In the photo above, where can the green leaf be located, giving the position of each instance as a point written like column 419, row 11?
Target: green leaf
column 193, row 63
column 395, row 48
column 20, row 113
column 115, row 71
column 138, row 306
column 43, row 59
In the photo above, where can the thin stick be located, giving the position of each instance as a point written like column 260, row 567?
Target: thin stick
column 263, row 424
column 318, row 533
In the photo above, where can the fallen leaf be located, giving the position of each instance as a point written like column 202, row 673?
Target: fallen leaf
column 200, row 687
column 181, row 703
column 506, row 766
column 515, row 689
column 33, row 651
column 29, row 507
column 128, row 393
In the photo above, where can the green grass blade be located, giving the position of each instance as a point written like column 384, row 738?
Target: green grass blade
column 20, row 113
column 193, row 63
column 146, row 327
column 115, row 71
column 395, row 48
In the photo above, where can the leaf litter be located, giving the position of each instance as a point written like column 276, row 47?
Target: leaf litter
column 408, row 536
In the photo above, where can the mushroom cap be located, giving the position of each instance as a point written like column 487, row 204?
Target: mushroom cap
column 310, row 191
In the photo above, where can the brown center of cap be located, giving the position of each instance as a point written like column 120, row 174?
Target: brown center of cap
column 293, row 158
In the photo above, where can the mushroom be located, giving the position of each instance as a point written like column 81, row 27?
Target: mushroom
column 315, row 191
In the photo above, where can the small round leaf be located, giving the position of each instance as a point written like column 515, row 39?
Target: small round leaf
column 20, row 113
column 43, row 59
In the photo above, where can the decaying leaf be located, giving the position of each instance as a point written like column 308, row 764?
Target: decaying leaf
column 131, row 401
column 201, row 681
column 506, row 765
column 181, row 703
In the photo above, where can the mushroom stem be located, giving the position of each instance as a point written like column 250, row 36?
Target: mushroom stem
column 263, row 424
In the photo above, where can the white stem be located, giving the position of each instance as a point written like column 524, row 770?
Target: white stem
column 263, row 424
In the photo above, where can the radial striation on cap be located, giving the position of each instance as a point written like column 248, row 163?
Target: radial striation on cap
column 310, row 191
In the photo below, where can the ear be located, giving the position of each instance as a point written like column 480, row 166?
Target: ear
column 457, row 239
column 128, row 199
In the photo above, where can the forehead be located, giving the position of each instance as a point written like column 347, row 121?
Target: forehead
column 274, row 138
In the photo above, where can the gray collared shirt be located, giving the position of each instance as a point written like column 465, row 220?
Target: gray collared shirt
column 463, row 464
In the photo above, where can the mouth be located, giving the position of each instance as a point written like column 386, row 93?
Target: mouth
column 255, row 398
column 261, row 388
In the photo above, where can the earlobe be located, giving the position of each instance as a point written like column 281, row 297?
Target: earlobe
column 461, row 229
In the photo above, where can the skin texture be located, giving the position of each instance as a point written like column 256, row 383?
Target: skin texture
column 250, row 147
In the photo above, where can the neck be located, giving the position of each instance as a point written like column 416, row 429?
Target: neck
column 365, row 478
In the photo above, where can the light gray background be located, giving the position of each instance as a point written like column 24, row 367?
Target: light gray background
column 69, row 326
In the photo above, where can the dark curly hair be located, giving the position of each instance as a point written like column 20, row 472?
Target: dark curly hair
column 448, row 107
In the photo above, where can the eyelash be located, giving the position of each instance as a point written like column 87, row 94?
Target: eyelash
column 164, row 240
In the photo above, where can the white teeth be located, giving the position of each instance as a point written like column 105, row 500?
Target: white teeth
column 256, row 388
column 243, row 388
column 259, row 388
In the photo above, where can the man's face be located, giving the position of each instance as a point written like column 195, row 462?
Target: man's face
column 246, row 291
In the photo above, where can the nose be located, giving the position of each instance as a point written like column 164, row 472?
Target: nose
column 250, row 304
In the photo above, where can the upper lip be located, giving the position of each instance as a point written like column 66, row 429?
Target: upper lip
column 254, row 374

--------------------

- WHAT IS EXPECTED
Using the records above, restate word for word the lines from the one with "Target: skin texture" through the one with "In the photo above, where can the light", both included.

- RESPONSE
Target: skin texture
column 250, row 147
In the photo above, where can the neck be located, giving the position of each instance as a point written like column 416, row 429?
Target: neck
column 365, row 478
In the photo above, where can the light gray background be located, giving the position of each instance as a point written like column 24, row 367?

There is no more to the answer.